Please print the full listing exactly.
[BEGIN]
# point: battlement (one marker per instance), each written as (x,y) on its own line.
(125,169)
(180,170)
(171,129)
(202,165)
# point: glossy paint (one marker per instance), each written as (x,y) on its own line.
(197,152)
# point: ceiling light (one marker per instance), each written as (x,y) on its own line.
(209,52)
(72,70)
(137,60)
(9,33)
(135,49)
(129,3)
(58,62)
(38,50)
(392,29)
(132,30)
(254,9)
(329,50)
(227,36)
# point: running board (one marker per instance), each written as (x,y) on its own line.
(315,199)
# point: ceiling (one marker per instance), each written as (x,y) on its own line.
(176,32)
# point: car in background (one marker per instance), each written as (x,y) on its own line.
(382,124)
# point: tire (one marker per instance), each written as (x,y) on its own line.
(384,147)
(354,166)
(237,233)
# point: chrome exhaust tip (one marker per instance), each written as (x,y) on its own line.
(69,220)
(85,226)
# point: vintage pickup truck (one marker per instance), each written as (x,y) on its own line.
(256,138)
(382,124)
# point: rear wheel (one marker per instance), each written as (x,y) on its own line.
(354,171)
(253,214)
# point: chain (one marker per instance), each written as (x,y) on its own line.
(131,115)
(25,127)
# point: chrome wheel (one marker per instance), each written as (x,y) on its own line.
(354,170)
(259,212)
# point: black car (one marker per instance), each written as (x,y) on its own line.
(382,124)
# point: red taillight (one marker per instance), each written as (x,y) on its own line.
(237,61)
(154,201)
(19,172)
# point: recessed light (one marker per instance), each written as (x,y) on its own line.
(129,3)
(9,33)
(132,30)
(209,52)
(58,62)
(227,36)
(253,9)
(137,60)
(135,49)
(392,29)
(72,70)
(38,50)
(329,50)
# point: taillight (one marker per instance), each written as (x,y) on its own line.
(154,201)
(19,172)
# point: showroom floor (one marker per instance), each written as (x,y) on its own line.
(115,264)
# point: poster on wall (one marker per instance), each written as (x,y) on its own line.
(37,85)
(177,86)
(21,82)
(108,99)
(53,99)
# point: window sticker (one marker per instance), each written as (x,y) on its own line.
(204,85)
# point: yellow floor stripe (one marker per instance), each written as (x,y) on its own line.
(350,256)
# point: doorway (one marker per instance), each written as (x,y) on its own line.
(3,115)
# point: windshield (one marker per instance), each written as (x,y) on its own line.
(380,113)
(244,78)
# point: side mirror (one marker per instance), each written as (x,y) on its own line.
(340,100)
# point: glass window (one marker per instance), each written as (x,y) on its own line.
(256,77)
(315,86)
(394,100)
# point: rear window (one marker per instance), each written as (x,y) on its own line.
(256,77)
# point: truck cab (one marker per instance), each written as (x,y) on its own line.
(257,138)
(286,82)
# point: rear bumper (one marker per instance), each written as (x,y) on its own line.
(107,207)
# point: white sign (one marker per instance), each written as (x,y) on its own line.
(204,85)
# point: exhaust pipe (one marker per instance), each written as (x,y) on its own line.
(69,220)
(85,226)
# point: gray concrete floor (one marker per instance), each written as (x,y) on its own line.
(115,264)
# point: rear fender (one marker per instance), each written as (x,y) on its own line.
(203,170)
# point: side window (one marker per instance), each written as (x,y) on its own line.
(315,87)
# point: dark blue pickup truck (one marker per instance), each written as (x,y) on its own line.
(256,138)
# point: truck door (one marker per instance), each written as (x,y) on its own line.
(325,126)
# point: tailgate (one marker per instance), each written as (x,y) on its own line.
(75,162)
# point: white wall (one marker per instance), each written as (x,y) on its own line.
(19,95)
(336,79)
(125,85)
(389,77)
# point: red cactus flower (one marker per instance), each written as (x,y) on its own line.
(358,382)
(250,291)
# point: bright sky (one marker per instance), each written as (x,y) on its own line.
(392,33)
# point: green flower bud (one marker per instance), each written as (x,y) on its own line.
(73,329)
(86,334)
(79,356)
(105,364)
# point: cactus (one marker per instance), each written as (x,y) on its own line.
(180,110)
[END]
__CORRECT ANSWER__.
# point: battlement (one marker per instance), each written as (x,y) on its own line.
(125,169)
(180,170)
(171,129)
(202,165)
# point: glossy paint (one marker per instance), each written as (x,y) on its own line.
(197,152)
# point: ceiling light (one marker per instance), each written as (x,y) on its own line.
(209,52)
(72,70)
(137,60)
(9,33)
(135,49)
(129,3)
(58,62)
(38,50)
(392,29)
(132,30)
(254,9)
(329,50)
(227,36)
# point: running board (one marker per instance), each written as (x,y) on its own line.
(315,199)
# point: ceiling (one marker per instance), each written as (x,y) on its own line.
(176,32)
# point: car in background (one marker per instance), each written as (x,y) on its own line.
(382,124)
# point: tire (one marker per instance), each written as (x,y) on its own line.
(384,147)
(354,166)
(237,233)
# point: chrome exhaust tip (one marker per instance), each written as (x,y) on its own line.
(69,220)
(85,226)
# point: vintage pickup truck (one marker per instance), each written as (x,y) on its own line.
(256,138)
(382,124)
# point: rear wheel (one marker per instance), each written as (x,y) on its own line.
(354,171)
(253,214)
# point: chain (one marker per instance), each written as (x,y) on its own line.
(131,115)
(25,127)
# point: chrome wheel (one marker per instance), each written as (x,y) on its own line.
(354,170)
(259,212)
# point: black car (one marker per instance), each written as (x,y) on its own line.
(382,124)
# point: red taillight (one marker per instance), each written as (x,y) on its own line.
(237,61)
(154,201)
(19,172)
# point: recessed light (one marker per instance), each written as (x,y) on its own line.
(129,3)
(9,33)
(132,30)
(209,52)
(58,62)
(227,36)
(253,9)
(137,60)
(135,49)
(392,29)
(72,70)
(38,50)
(329,50)
# point: taillight (one marker per instance), each written as (x,y) on its own line.
(154,201)
(19,172)
# point: showroom floor (one marker per instance), each written as (x,y) on its own line.
(115,264)
# point: poster on wall (one marker per instance), each written as (x,y) on its own line.
(37,85)
(177,86)
(21,82)
(108,99)
(53,99)
# point: window sticker (one marker per instance), each written as (x,y) on its own line.
(204,85)
# point: yellow floor stripe (one marker per instance), each written as (x,y) on its own line.
(350,256)
# point: doorway (one marker per instance), each written as (x,y) on its own line.
(3,115)
# point: windshield (one marker per instance), each written as (x,y) on its own line.
(380,113)
(244,78)
# point: side mirror (one marker per instance), each written as (x,y) on its own line.
(340,100)
# point: glass window (one marker per instance), each written as (x,y) on its own line.
(256,77)
(315,86)
(394,100)
# point: rear window (one marker per instance), each written as (x,y) on its own line.
(256,77)
# point: truck cab (one marker per instance), each written as (x,y) on its own line.
(257,138)
(286,82)
# point: rear bumper (one marker per instance), each written as (x,y) on its own line.
(107,207)
# point: white sign (one marker per instance), each written as (x,y) on its own line.
(204,85)
# point: exhaust pipe (one marker per instance), each written as (x,y) on its own line.
(69,220)
(85,226)
# point: gray concrete floor (one marker per instance), each written as (x,y) on its own line.
(115,264)
# point: rear fender (one marker per instance), each written as (x,y) on its own line.
(203,170)
# point: side window (one marker per instance), each written as (x,y) on its own line.
(315,87)
# point: dark blue pickup truck (one marker per instance), each written as (x,y) on its own line.
(256,138)
# point: truck door (one marker per instance), each written as (x,y) on its own line.
(325,126)
# point: tailgate (one marker per instance), each written as (x,y) on its own line.
(75,162)
# point: white wall (one marker per instance), each written as (x,y) on its own line.
(19,95)
(336,79)
(125,85)
(389,77)
# point: red cactus flower (one marker per instance), each written as (x,y) on its own line.
(358,382)
(250,291)
# point: bright sky (one marker per instance), each written as (x,y) on its own line.
(392,33)
# point: green flower bud (one marker per instance), each written as (x,y) on its own line.
(73,329)
(86,334)
(79,356)
(105,364)
# point: cactus (one marker per instance), each written as (x,y) on its own line.
(180,110)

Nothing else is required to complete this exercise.